__Task__
Reproduce every one of the lines below word for word, in the same order.

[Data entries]
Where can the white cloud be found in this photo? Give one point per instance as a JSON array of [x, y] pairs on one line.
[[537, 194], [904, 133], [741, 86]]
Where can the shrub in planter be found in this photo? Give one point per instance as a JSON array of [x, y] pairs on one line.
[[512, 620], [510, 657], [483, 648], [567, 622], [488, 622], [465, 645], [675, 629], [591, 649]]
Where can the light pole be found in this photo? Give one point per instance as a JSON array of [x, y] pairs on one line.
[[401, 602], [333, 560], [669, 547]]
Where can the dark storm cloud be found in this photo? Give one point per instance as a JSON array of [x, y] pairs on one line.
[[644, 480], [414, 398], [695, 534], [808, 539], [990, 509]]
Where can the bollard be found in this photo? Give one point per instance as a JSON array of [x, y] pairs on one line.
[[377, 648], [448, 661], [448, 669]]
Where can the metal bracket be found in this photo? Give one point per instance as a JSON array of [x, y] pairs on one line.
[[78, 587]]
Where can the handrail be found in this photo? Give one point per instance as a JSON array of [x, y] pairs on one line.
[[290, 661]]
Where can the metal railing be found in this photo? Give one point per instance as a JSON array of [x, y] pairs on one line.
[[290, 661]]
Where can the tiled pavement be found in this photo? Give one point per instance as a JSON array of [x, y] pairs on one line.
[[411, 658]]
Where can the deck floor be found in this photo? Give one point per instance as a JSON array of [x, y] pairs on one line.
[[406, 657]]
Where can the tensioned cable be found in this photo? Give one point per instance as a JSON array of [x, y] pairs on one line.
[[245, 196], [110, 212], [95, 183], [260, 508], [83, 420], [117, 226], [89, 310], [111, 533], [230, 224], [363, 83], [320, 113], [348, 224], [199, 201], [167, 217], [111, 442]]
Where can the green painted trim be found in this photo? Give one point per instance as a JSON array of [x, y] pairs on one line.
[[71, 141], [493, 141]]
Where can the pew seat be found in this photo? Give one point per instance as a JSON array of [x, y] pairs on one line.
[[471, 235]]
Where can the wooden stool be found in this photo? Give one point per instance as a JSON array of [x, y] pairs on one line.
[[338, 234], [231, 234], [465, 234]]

__In response__
Where can the white cloud be found in this photo? Give one point per instance as a JSON array of [x, y] pairs on one line.
[[537, 194], [904, 133], [741, 86]]
Where can the shrub in planter be found in this photo? Give one point per instance as a JSON array of [x, y] pairs on one line.
[[512, 620], [510, 657], [483, 648], [567, 622], [488, 622], [465, 645], [675, 629], [591, 649]]
Where can the light pole be found in this photo? Give one point per instance as a JSON array of [x, y] pairs on one line.
[[401, 602], [333, 560], [669, 547]]
Where can the dark storm cloud be found in this photo? Give one point per instance as a JSON array of [x, y] pairs on one line.
[[644, 480], [414, 398], [695, 534], [808, 539], [990, 509]]
Where can the bollard be found in this photo? Give one point per instance as a JSON array of [x, y] pairs on one line.
[[377, 648], [448, 661], [448, 669]]
Where can the metal bracket be found in this photo? Give one point per instance as a JSON array of [x, y] pairs on one line.
[[78, 587]]
Where can the handrail be found in this photo? Give one point per instance as a JSON array of [x, y] pairs on one line.
[[290, 661]]
Where can the metal railing be found in this photo? Give one point per instance as a JSON array of [x, y] pairs on one line.
[[290, 661]]
Where can the tiled pavement be found in this photo? Give one point per instance as a JSON array of [x, y] pairs on one line.
[[411, 658]]
Where can the deck floor be found in this photo? Give one point per instance as a JSON array of [x, y] pairs on one line.
[[406, 657]]
Where can the tensioned cable be found in this photo? Give one point per instance as a JSON array of [x, y] pairs on one line.
[[245, 196], [110, 212], [95, 183], [260, 508], [83, 420], [117, 226], [89, 310], [111, 533], [230, 224], [363, 83], [320, 113], [348, 224], [199, 201], [167, 217], [111, 442]]
Where can the green painted trim be found in this photo? Give one point per instance as a JSON array of [x, y] pairs on one line.
[[71, 141], [493, 141]]
Where can the pew seat be found in this photo? Give one point per instance as a JSON array of [x, y] pairs on one line.
[[471, 235]]
Where can the wooden stool be found in this photo? Give one point per instance as a JSON array of [x, y] pairs on one line.
[[338, 234], [231, 234], [465, 234]]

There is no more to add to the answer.